* WORK TO COMPLETE *
Count the lines below that contain the string "wake", treating uppercase and lowercase as different, and reply with the number alone.

— START OF PROVIDED RECORDS —

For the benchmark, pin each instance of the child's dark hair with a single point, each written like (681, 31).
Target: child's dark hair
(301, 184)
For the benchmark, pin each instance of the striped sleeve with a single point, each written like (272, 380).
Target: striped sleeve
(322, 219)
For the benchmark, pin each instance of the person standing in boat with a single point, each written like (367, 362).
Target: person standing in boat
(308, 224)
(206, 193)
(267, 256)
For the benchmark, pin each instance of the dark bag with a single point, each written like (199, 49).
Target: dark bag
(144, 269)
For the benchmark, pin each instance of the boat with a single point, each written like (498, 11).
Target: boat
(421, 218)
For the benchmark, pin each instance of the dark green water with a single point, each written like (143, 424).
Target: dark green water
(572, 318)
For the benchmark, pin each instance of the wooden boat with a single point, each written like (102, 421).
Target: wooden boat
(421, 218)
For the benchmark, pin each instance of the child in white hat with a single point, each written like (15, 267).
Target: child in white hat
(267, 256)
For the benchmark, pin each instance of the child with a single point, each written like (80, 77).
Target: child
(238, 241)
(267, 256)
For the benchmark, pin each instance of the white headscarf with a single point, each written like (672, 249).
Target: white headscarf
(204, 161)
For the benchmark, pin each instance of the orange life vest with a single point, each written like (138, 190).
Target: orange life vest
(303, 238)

— END OF PROVIDED RECORDS —
— START OF PROVIDED RECORDS —

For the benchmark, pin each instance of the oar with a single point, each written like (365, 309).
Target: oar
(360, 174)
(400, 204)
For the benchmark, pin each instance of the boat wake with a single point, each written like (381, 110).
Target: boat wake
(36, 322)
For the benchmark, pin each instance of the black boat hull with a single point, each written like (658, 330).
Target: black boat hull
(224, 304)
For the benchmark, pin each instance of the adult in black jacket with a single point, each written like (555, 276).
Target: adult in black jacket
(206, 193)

— END OF PROVIDED RECORDS —
— START OF PROVIDED RECORDS —

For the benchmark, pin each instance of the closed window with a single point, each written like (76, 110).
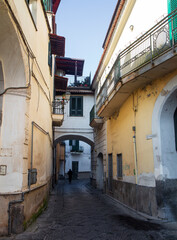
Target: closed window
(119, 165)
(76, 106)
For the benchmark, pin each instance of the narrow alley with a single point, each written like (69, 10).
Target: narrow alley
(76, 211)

— END OF PROVIDED RECORDS —

* RESULT BELOW *
2